- **EXERCISE TASK A**
Answer these from the text about The Best of Connie Smith:
(i) In what month and year was the album released, and on what label?
(ii) How many weeks did "Once a Day" spend at number one on the country songs chart?
(iii) Which steel guitarist played on the third session of "I'll Come Runnin'"?

- **TEXT SECTION**

----

The Best of Connie Smith is a compilation album by American country singer Connie Smith. It was released in September 1967 via RCA Victor and featured 12 tracks. The disc was Smith's first compilation project released in her career and featured her most popular singles made commercially successful between 1964 and 1967. It also featured one new recording titled "I'll Come Runnin'". Penned by Smith herself and released as a single, the song became a top ten hit on the American country songs chart in 1967.

Background and content
Three years prior to the compilation's release, Connie Smith had reached the peak of her commercial success with 1964's "Once a Day". The song spent eight weeks at the number one spot on the country songs chart and brought a series of follow-up singles into the top ten. RCA Victor had previously issued seven studio albums of her material between 1965 and 1967, sometimes releasing three studio albums per year. The Best of Connie Smith would be her first compilation with the label. It consisted of 12 tracks, all recorded between 1964 and 1966. Nine of these tracks were previously released as singles and reached the top ten of the country chart: "Once a Day" (which topped the chart), "Then and Only Then", "I Can't Remember", "If I Talk to Him", "Nobody But a Fool (Would Love You)", "Ain't Had No Lovin'", "The Hurtin's All Over", "I'll Come Runnin'" and "Cincinnati, Ohio".

The track, "I Saw a Man", was included on Smith's 1966 gospel album called Connie Smith Sings Great Sacred Songs. However, it was not originally released as a single. Another track titled "Darling, Are You Ever Coming Home" first appeared on Smith's eponymous debut studio album but was also not issued as a single. "I'll Come Runnin'" was a new track, penned by Smith. She had attempted to record the track twice with string instrumentation. On a third session done in a traditional country style (and with steel guitarist Weldon Myrick), the song was put on the compilation.

----

- **RECORDS SHOWN**
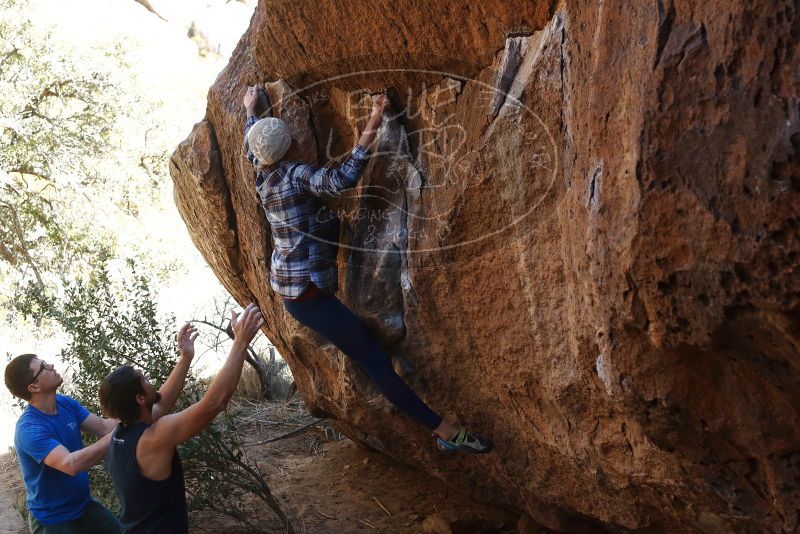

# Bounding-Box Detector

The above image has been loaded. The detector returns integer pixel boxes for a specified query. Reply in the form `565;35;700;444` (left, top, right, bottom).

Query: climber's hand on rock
372;95;389;117
242;85;267;117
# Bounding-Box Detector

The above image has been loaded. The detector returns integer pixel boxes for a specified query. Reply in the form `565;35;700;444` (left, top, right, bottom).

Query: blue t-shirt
14;395;89;525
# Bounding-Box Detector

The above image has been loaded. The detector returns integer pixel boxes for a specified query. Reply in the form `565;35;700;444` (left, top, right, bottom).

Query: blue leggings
283;294;442;430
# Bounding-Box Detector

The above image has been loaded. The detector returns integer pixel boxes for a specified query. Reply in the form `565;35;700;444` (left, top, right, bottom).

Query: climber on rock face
244;86;492;454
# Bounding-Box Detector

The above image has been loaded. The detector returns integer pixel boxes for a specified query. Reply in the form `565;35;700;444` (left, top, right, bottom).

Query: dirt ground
0;404;540;534
247;437;516;534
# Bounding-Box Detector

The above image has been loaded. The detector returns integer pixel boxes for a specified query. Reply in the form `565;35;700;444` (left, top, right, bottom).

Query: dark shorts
28;499;122;534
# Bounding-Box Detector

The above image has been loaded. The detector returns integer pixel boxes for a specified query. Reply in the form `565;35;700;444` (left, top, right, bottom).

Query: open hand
178;323;199;359
231;303;265;345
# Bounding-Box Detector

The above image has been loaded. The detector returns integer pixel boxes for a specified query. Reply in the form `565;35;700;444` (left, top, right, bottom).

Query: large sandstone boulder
171;0;800;532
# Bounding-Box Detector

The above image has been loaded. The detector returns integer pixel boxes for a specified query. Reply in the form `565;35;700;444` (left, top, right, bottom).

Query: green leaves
16;259;291;532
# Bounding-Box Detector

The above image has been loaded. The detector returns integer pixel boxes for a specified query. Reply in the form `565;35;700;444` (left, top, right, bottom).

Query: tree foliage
17;261;292;532
0;0;167;302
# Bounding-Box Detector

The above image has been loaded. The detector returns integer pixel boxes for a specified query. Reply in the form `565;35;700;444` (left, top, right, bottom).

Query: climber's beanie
247;117;292;165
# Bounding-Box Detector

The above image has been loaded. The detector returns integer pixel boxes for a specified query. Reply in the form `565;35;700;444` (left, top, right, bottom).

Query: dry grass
0;449;28;534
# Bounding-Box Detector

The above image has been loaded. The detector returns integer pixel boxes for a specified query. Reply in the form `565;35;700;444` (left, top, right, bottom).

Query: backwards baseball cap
247;117;292;165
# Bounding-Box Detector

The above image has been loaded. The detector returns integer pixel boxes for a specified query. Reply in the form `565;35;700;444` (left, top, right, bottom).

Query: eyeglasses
31;360;55;384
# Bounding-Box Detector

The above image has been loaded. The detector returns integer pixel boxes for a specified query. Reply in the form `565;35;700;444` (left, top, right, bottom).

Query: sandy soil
0;406;539;534
194;406;540;534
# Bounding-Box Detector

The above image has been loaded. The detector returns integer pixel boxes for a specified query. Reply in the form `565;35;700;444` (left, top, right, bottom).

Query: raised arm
289;95;389;197
44;432;112;476
142;304;264;450
153;323;198;421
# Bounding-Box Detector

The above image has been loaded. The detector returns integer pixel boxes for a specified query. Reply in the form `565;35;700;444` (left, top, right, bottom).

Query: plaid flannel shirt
244;117;369;298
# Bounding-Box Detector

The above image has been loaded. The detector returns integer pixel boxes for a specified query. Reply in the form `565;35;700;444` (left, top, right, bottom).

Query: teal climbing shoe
436;428;494;454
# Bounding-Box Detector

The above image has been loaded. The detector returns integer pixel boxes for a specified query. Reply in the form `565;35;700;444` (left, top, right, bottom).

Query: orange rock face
171;0;800;532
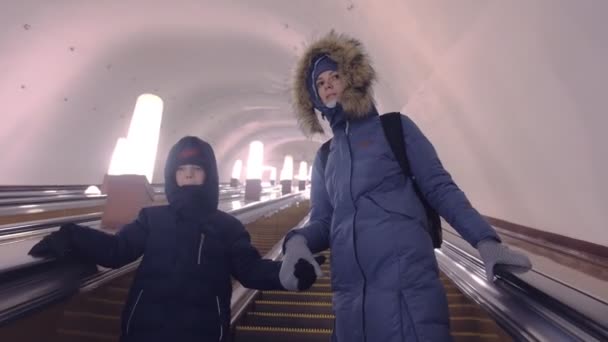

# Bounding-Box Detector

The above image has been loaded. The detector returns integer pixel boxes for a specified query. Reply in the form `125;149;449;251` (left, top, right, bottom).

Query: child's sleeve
70;210;148;268
230;220;283;290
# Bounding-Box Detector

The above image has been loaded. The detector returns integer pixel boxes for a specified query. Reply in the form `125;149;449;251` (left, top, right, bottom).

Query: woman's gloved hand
477;239;532;282
279;235;325;291
28;223;76;259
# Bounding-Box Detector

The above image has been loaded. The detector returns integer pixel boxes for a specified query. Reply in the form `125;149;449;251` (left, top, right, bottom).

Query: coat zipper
198;233;205;265
215;296;224;341
127;289;144;335
345;121;367;342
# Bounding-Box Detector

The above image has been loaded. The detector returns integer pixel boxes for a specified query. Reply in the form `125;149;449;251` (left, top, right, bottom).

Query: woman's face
315;70;344;108
175;164;206;186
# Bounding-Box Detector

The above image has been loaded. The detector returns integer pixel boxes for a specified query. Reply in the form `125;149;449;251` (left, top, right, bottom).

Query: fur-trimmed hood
293;30;376;136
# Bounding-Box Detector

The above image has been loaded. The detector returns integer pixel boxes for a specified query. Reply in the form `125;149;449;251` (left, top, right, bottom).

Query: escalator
0;192;603;342
233;252;512;342
0;197;309;342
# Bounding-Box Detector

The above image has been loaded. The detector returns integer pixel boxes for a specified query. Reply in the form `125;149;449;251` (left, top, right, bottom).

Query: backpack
319;112;443;248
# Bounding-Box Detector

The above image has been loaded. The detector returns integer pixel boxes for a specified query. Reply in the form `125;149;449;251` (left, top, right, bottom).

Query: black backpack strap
380;112;442;248
380;112;412;178
319;139;331;170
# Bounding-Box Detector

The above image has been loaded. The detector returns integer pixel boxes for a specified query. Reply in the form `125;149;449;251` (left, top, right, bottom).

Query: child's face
175;164;205;186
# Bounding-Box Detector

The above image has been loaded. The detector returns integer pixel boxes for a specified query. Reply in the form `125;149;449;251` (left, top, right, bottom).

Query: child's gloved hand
279;235;325;291
477;239;532;282
28;223;76;259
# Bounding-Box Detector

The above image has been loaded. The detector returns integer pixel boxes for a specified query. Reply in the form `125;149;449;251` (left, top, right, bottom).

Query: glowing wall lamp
230;159;243;188
281;155;293;195
108;94;163;183
245;141;264;201
298;161;308;191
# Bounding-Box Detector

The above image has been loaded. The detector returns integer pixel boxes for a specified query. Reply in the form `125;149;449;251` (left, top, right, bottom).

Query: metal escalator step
451;332;502;342
93;286;129;302
235;326;331;342
252;300;333;315
78;297;124;316
448;303;485;317
259;291;332;302
57;329;119;342
446;293;471;305
315;275;331;284
450;316;496;333
61;311;120;336
310;283;331;292
241;311;335;329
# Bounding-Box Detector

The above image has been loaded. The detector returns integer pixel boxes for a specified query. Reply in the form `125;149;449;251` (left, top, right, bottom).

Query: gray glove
279;234;323;291
477;239;532;282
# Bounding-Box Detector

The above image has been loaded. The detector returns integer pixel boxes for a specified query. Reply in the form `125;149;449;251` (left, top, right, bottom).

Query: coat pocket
126;289;144;335
365;190;420;220
196;233;205;265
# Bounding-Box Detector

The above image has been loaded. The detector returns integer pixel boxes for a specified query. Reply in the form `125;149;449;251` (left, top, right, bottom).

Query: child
30;137;316;342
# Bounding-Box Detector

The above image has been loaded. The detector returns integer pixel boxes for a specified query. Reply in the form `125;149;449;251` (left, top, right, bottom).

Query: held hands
477;239;532;282
279;235;325;291
28;223;76;259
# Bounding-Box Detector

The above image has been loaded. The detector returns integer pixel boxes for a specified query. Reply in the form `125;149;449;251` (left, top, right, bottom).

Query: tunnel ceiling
0;0;482;183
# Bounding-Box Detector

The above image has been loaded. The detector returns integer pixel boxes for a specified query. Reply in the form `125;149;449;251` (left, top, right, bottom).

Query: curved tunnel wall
0;0;608;246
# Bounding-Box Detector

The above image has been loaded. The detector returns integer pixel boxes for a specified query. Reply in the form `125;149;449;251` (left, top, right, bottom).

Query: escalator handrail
230;213;310;326
0;190;242;216
0;193;304;326
0;193;299;237
435;241;608;341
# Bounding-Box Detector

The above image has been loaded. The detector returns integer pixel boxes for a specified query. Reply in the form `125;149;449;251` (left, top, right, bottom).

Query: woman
280;32;531;342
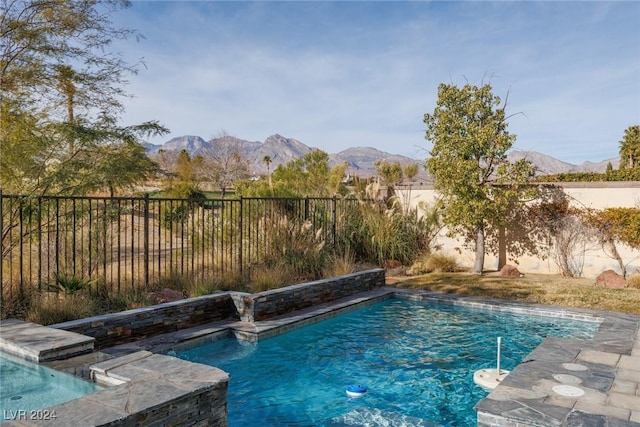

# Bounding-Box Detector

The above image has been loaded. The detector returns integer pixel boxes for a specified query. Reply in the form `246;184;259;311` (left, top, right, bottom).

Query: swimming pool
0;353;102;420
172;299;599;427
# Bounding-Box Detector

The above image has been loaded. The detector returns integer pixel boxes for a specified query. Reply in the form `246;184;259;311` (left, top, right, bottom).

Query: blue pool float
347;384;367;397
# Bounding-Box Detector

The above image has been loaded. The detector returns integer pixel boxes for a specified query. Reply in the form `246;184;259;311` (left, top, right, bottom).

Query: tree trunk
498;225;507;270
473;226;484;275
605;239;627;279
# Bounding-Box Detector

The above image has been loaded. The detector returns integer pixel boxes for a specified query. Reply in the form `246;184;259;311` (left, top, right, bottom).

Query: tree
424;84;534;274
620;125;640;169
200;131;249;198
582;208;640;277
167;150;204;198
0;0;167;195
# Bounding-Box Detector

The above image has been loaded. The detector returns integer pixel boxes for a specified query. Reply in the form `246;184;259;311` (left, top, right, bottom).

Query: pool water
171;299;599;427
0;353;102;420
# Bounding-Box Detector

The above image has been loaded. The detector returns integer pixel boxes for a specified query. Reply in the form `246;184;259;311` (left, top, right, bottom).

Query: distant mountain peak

----

- **EXERCISE TASK B**
Format the lines of the records from their start through the line containing "14;395;89;525", inclusive, as a JSON list of strings with one string per line. Omit blank lines and the pictures.

- **FULL OUTPUT A**
(i) September 1967, on RCA Victor
(ii) Eight weeks
(iii) Weldon Myrick

- **FULL OUTPUT B**
[
  "# Bounding-Box Detector",
  "The above image has been loaded. The detector returns integer pixel boxes for a specified query. Reply in the form `565;35;700;444` (left, top, right, bottom).",
  "Query: climber's hand on rock",
  "372;95;389;117",
  "242;85;267;117",
  "# Bounding-Box Detector",
  "The above image has been loaded. The detector returns integer pixel boxes for a specified query. Reply in the form `565;35;700;444` (left, top, right, bottom).",
  "Query: blue t-shirt",
  "14;395;89;525"
]